--- START ---

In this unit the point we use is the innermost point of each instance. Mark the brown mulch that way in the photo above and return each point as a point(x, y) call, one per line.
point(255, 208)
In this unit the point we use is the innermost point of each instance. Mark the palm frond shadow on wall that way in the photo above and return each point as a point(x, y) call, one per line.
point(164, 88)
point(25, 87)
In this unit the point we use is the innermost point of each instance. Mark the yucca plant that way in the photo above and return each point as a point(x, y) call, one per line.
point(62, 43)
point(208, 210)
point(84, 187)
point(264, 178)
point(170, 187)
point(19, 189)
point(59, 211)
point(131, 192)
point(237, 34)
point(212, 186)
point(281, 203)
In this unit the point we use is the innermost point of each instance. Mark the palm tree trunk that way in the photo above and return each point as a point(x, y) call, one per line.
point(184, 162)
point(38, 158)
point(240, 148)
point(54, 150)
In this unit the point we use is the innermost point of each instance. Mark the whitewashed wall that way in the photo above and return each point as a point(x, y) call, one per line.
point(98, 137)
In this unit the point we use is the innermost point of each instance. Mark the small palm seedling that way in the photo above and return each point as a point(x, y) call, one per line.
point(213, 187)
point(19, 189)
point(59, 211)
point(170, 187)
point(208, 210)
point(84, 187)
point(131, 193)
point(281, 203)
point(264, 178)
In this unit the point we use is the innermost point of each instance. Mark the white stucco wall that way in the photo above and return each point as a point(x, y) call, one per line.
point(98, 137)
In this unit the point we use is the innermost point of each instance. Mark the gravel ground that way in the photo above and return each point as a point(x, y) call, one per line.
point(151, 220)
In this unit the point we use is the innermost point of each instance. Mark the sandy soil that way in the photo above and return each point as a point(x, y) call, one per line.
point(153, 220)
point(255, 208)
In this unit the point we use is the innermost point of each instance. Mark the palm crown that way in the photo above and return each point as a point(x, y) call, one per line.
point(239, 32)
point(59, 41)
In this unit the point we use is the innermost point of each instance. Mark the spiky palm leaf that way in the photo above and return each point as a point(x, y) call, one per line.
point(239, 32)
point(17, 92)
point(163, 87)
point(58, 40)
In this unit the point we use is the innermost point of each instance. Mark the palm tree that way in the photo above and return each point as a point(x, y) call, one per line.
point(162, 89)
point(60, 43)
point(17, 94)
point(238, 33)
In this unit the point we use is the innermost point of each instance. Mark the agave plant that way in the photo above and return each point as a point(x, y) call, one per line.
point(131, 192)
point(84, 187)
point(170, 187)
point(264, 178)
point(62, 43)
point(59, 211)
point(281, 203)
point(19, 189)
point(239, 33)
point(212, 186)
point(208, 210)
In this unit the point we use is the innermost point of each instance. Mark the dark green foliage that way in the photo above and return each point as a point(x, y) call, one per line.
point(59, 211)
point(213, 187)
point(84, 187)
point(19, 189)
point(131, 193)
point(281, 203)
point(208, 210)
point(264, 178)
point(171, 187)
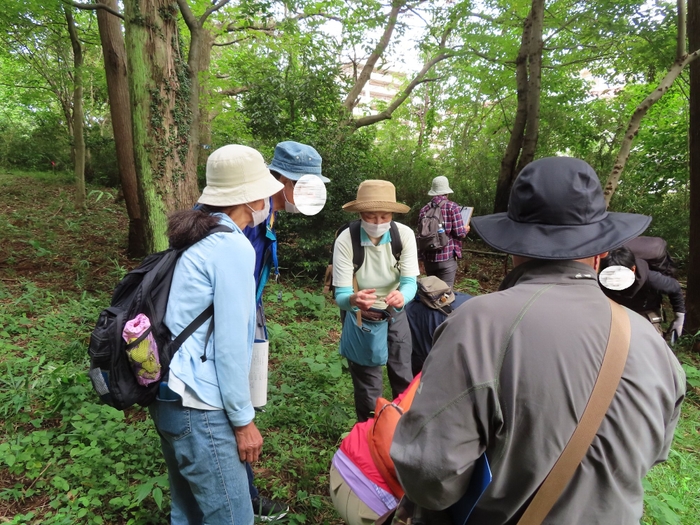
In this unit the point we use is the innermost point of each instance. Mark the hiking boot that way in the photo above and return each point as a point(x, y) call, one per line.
point(266, 509)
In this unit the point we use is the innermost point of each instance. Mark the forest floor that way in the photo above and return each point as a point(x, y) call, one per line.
point(66, 459)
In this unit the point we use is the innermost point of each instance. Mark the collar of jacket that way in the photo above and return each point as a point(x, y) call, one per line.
point(541, 271)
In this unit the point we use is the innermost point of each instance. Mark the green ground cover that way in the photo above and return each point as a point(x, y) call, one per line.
point(65, 459)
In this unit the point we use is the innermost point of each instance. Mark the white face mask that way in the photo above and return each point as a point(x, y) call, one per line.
point(259, 216)
point(288, 206)
point(375, 230)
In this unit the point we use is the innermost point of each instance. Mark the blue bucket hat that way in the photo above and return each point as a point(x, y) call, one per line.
point(294, 160)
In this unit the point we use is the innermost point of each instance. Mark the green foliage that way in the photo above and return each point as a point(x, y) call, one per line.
point(65, 459)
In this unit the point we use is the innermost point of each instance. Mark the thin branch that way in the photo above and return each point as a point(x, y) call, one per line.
point(272, 26)
point(188, 16)
point(234, 91)
point(26, 86)
point(211, 10)
point(232, 42)
point(93, 7)
point(485, 57)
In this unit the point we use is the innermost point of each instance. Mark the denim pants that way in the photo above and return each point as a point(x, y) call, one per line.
point(208, 481)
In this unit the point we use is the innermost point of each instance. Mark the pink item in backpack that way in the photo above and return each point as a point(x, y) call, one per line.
point(143, 356)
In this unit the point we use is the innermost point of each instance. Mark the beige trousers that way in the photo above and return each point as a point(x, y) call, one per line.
point(349, 506)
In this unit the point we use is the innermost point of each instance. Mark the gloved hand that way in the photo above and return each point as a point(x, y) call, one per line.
point(677, 326)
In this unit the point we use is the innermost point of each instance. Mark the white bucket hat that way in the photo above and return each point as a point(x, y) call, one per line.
point(441, 186)
point(236, 175)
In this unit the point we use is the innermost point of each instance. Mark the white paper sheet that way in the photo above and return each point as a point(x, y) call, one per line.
point(257, 378)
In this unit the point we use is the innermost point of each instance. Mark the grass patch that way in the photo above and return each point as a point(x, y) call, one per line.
point(65, 459)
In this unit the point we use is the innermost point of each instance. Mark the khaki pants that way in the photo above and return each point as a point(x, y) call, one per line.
point(349, 506)
point(655, 318)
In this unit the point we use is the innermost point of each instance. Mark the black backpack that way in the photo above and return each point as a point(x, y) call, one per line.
point(431, 234)
point(143, 290)
point(358, 252)
point(655, 252)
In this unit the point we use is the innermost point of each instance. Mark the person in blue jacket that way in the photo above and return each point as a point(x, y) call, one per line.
point(203, 412)
point(291, 161)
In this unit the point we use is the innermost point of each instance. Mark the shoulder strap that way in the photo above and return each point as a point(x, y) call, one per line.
point(603, 392)
point(358, 253)
point(202, 317)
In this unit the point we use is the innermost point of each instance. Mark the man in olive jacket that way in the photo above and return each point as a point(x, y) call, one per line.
point(510, 373)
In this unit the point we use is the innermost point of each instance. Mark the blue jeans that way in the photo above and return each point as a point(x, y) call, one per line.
point(208, 481)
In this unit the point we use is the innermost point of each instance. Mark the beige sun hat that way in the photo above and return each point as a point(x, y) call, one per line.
point(236, 175)
point(440, 186)
point(376, 195)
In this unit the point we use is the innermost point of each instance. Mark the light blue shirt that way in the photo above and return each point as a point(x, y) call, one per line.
point(217, 269)
point(407, 284)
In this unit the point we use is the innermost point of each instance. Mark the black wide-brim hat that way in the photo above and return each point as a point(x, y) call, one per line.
point(557, 211)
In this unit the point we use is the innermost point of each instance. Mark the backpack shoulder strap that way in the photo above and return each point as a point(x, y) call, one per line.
point(599, 401)
point(358, 252)
point(396, 244)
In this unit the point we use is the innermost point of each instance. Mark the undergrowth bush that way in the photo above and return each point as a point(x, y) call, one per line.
point(66, 459)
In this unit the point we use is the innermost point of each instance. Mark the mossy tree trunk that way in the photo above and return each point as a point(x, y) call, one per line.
point(120, 110)
point(160, 89)
point(692, 299)
point(525, 131)
point(78, 124)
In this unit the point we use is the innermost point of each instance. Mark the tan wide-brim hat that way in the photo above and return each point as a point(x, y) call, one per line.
point(376, 195)
point(440, 186)
point(237, 175)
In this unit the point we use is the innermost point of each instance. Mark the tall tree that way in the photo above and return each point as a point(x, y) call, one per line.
point(524, 133)
point(78, 119)
point(160, 93)
point(114, 54)
point(682, 59)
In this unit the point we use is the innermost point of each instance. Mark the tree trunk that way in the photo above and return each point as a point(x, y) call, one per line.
point(78, 120)
point(160, 89)
point(692, 298)
point(636, 120)
point(114, 55)
point(507, 173)
point(205, 116)
point(534, 85)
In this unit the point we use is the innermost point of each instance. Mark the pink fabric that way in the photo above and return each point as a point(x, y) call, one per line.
point(356, 448)
point(134, 328)
point(144, 357)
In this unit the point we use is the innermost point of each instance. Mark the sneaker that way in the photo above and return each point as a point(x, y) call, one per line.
point(269, 510)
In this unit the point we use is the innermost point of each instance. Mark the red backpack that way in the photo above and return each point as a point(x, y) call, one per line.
point(381, 433)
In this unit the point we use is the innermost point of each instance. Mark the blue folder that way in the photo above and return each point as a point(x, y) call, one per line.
point(481, 478)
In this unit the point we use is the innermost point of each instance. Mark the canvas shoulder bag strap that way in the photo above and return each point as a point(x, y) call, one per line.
point(603, 392)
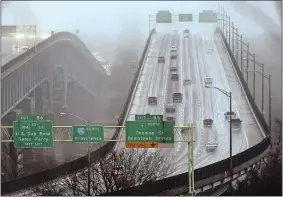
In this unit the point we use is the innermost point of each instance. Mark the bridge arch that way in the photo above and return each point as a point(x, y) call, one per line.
point(25, 73)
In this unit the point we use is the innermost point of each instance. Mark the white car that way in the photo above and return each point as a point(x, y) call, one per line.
point(210, 50)
point(16, 47)
point(173, 48)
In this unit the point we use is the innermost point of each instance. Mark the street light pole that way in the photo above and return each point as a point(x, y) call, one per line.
point(88, 160)
point(270, 121)
point(241, 53)
point(237, 40)
point(262, 91)
point(228, 94)
point(233, 46)
point(229, 31)
point(254, 76)
point(231, 154)
point(248, 47)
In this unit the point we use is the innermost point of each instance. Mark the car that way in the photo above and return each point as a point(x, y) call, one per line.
point(236, 122)
point(25, 47)
point(208, 81)
point(211, 146)
point(210, 50)
point(173, 48)
point(171, 119)
point(152, 100)
point(161, 59)
point(177, 97)
point(174, 77)
point(170, 108)
point(186, 33)
point(173, 55)
point(184, 130)
point(208, 122)
point(173, 67)
point(227, 115)
point(187, 81)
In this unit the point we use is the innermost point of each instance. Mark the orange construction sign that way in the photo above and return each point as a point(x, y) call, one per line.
point(141, 145)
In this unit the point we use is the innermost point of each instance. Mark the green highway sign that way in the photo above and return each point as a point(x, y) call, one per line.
point(33, 134)
point(163, 17)
point(149, 131)
point(95, 133)
point(208, 16)
point(148, 117)
point(167, 137)
point(32, 118)
point(185, 17)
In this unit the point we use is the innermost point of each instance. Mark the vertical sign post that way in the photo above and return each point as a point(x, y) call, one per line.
point(149, 131)
point(33, 131)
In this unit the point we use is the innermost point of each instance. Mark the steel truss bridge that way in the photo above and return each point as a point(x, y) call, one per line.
point(57, 63)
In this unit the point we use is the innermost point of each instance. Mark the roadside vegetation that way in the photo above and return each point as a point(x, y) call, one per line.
point(118, 170)
point(266, 178)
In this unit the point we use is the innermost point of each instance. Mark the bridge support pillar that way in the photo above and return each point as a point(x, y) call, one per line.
point(28, 154)
point(38, 101)
point(26, 106)
point(9, 155)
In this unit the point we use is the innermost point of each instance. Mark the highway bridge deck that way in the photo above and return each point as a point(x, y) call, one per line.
point(196, 62)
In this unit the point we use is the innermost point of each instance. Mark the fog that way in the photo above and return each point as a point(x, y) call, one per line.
point(109, 25)
point(119, 30)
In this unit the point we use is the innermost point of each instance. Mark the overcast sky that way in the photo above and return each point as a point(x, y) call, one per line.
point(106, 16)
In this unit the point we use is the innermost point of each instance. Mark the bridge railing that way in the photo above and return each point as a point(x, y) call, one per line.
point(218, 170)
point(251, 100)
point(39, 45)
point(80, 163)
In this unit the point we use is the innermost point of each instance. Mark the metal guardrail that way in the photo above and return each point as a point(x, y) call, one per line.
point(201, 174)
point(41, 44)
point(80, 163)
point(245, 85)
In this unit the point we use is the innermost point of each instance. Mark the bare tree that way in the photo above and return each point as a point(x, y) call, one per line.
point(11, 162)
point(266, 178)
point(118, 170)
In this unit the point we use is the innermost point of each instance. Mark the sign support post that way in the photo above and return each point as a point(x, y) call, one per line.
point(191, 184)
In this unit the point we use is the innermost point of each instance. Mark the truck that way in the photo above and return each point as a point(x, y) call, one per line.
point(161, 59)
point(227, 115)
point(177, 97)
point(174, 77)
point(208, 122)
point(211, 143)
point(152, 100)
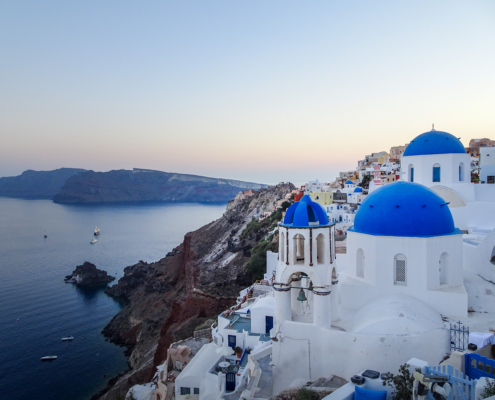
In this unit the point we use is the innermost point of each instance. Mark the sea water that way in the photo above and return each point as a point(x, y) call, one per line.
point(37, 308)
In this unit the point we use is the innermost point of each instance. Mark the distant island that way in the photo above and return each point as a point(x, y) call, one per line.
point(36, 184)
point(74, 186)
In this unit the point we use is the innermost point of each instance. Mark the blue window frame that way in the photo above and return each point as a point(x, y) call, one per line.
point(184, 391)
point(436, 174)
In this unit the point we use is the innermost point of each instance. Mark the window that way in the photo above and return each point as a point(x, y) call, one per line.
point(411, 173)
point(436, 173)
point(282, 247)
point(400, 272)
point(360, 263)
point(320, 249)
point(443, 269)
point(299, 248)
point(184, 391)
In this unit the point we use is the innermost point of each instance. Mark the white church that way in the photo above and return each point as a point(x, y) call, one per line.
point(419, 252)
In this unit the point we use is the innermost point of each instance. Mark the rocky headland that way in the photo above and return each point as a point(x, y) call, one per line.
point(166, 300)
point(88, 275)
point(36, 184)
point(141, 185)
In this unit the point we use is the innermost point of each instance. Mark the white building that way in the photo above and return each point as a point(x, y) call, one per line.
point(215, 370)
point(439, 161)
point(326, 329)
point(356, 196)
point(313, 186)
point(404, 242)
point(438, 158)
point(487, 164)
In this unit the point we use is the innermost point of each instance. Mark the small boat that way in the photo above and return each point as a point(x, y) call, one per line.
point(48, 358)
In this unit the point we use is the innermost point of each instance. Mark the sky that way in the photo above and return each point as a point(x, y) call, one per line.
point(262, 91)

--- END ---

Work order: Repeat exactly the lines above from the line that contains "Mark the rocky" through the end. Include both of these ends; leave out everything else.

Response box:
In this unit the point we use is the innermost point of each instance. Mark the rocky headland that way in the photo above and return each point as a point(x, y) call, one per line.
point(166, 300)
point(88, 275)
point(36, 184)
point(141, 185)
In this unit the point we use is the innermost point of each instance. Mark the white building that way in the photo above and return each point as a point(x, y) call, one per line.
point(215, 370)
point(439, 161)
point(326, 329)
point(356, 196)
point(313, 186)
point(404, 242)
point(438, 158)
point(487, 164)
In this unit the point we use is the innermost point of each instance. Mark the small boat that way in the photo above and return each point as a point(x, y) call, one per line.
point(48, 358)
In this unit the point we use is the innermost point of each instance. Mark the sky that way in the photo above and return each point as a point(x, y) call, one per line.
point(262, 91)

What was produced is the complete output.